-- Deine Aufgaben --
a) Gib aus dem Text über Wearables den Abschnitt wörtlich wieder, der mit den Worten "Laut Santinelli bieten" beginnt und mit "interessant, ­betont Santinelli." endet.
b) Wer ist laut dem Text über Wearables in der Schweiz Vorreiter im Bereich Wearables?
c) Was ist laut dem Text über Wearables oft alles nötig, damit sich die Vitalwerte von Patienten deutlich verbessern lassen? Nenne jeden Punkt.

-- Vorliegender Text --
++++++

Diese Entwicklung beschreibt auch Santinelli. Anfangs ­hätten viele Produkte noch mit der Ungenauigkeit zu kämpfen. Aber in nur wenigen Jahren der Weiterentwicklung habe sich die Genauigkeit deutlich verbessert. Als Beispiel nennt er Blut­druck- und Pulsmesser. Diese entsprächen inzwischen den ­medizinschen Kritieren. Santinelli zeigt sich optimistisch, dass auch die anderen Produkte diese Entwicklung vollziehen werden. Für die Zwecke der CSS seien die ungenaueren Geräte durchaus ausreichend. "Alle Geräte sind hier gleich ungenau", sagt Schmidt. Wichtig sei ihm nicht die genaue Schrittzahl, sondern dass die Kunden zu mehr Bewegung und einem Wandel in den Lebensgewohnheiten animiert würden. Hierfür brauche es nicht Genauigkeit bis ins letzte Detail.

Laut Santinelli bieten heute Geräte für deutlich unter 100 Franken schon medizinische Qualität. Beispielsweise ­hätten Erfahrungen gezeigt, dass sich die Vitalwerte von Patien­ten durch solche Geräte deutlich verbessern liessen. Oft sei dazu nicht viel mehr nötig als eine Waage, ein Blutdruckmessgerät und ein Bewegungstracker sowie eine App, die diese Daten auswertet. Daher seien Wearables für die Leistungserbringer im Gesundheitswesen und auch für die Gesundheit der Bevölkerung im Allgemeinen zunehmend interessant, ­betont Santinelli.

Wer in der Schweiz vorangeht

Die Vorreiter im Bereich Wearables in der Schweiz sind laut Santinelli die Apotheken. Viele Apotheken böten die Geräte nicht einfach nur zum Verkauf, sondern sie hätten ganze Lösungen rund um Wearables entwickelt. "Sie sind sehr innovativ", hebt Santinelli lobend hervor. So würden einige Apotheken personalisierte Beratung mithilfe von Wearables anbieten, mit dem Ziel, den Lebensstil des Kunden positiv zu verändern.

++++++

Gespeicherte Einträge
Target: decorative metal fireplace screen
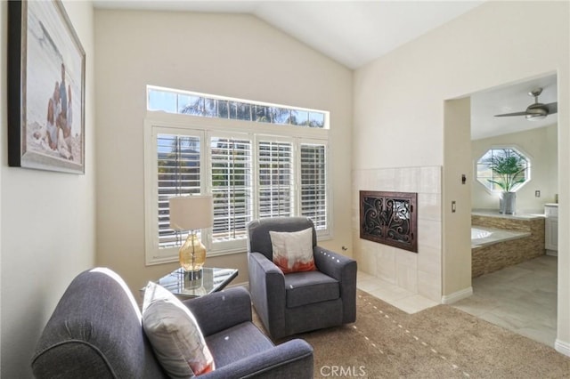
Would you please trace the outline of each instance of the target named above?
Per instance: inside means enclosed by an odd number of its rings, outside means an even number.
[[[411,192],[360,191],[360,238],[418,253],[417,200]]]

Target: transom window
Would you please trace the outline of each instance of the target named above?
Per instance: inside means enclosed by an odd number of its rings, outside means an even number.
[[[318,110],[154,86],[148,87],[147,109],[200,117],[227,118],[315,128],[326,126],[327,115],[326,112]]]
[[[476,163],[476,180],[489,191],[516,192],[531,179],[531,160],[518,148],[489,149]]]
[[[212,195],[214,225],[200,237],[208,254],[244,252],[246,226],[257,218],[303,215],[320,238],[330,235],[328,127],[155,111],[151,93],[144,123],[147,264],[175,261],[186,238],[187,231],[170,229],[168,199],[175,196]]]

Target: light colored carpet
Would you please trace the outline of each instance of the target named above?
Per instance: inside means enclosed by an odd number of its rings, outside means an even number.
[[[570,358],[448,305],[407,314],[359,290],[357,308],[354,324],[294,336],[315,378],[570,378]]]

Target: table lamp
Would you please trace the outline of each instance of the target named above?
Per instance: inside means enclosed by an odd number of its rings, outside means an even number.
[[[196,230],[213,225],[212,197],[192,195],[171,198],[168,205],[170,228],[174,230],[189,230],[188,238],[178,252],[180,265],[186,271],[198,271],[206,262],[206,247],[196,235]]]

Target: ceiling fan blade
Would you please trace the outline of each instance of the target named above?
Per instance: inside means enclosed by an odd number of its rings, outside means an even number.
[[[526,115],[527,115],[526,111],[523,111],[523,112],[515,112],[515,113],[504,113],[502,115],[495,115],[495,117],[504,117],[509,116],[526,116]]]
[[[550,104],[544,104],[544,107],[548,109],[549,115],[553,115],[558,111],[558,103],[551,102]]]

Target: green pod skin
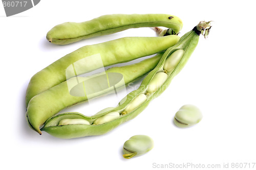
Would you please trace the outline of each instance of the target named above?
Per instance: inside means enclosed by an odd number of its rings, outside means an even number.
[[[138,135],[132,136],[123,144],[123,157],[130,159],[145,154],[154,147],[154,141],[149,136]]]
[[[175,35],[156,37],[124,37],[99,44],[84,46],[70,53],[39,71],[31,79],[27,89],[26,104],[34,96],[74,77],[103,66],[124,63],[150,56],[174,45],[180,37]],[[78,63],[76,75],[67,68]],[[103,64],[103,65],[102,65]]]
[[[50,134],[61,138],[72,138],[86,136],[93,136],[103,134],[116,128],[123,123],[131,120],[140,114],[154,98],[159,96],[167,87],[173,78],[179,73],[188,61],[189,57],[197,45],[199,35],[199,31],[195,29],[186,33],[183,36],[179,42],[173,47],[169,48],[164,54],[158,64],[154,70],[151,71],[144,79],[140,87],[136,90],[130,92],[122,100],[116,107],[100,114],[92,116],[84,116],[78,113],[64,113],[54,116],[49,118],[41,129]],[[201,30],[200,30],[201,31]],[[172,72],[167,72],[168,78],[162,85],[155,92],[147,93],[147,85],[153,79],[156,74],[159,71],[163,71],[163,67],[166,59],[176,50],[184,50],[184,54],[176,68]],[[133,111],[123,114],[122,112],[125,107],[138,95],[144,93],[147,95],[147,100],[140,105]],[[111,111],[117,111],[120,113],[120,117],[115,120],[98,125],[70,125],[58,126],[58,122],[64,118],[71,117],[74,118],[79,117],[88,120],[91,124],[101,115]]]
[[[158,63],[163,54],[163,53],[160,53],[154,57],[133,64],[112,67],[106,70],[105,73],[121,74],[123,78],[124,84],[127,85],[129,83],[137,80],[153,70]],[[87,80],[87,77],[72,78],[35,96],[31,100],[28,106],[26,115],[28,122],[34,130],[41,134],[39,127],[49,118],[67,107],[88,101],[88,97],[86,95],[77,96],[70,94],[69,83],[71,82],[72,83],[73,81],[77,82],[77,79],[82,82],[84,80]],[[96,82],[96,83],[102,83]],[[117,91],[125,87],[124,84],[119,83],[116,85],[115,90]],[[112,88],[105,89],[104,90],[99,89],[97,91],[99,92],[95,93],[93,96],[91,96],[90,98],[97,98],[114,92]]]
[[[82,22],[58,25],[47,33],[46,38],[52,43],[65,45],[131,28],[154,27],[171,28],[178,33],[182,28],[183,23],[179,17],[168,14],[106,15]]]

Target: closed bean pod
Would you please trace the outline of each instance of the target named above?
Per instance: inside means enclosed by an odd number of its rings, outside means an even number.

++++++

-- Antworten zur Übung --
a)
Laut Santinelli bieten heute Geräte für deutlich unter 100 Franken schon medizinische Qualität. Beispielsweise ­hätten Erfahrungen gezeigt, dass sich die Vitalwerte von Patien­ten durch solche Geräte deutlich verbessern liessen. Oft sei dazu nicht viel mehr nötig als eine Waage, ein Blutdruckmessgerät und ein Bewegungstracker sowie eine App, die diese Daten auswertet. Daher seien Wearables für die Leistungserbringer im Gesundheitswesen und auch für die Gesundheit der Bevölkerung im Allgemeinen zunehmend interessant, ­betont Santinelli.

b) Die Apotheken.

c) Eine Waage, ein Blutdruckmessgerät, ein Bewegungstracker und eine App, die diese Daten auswertet.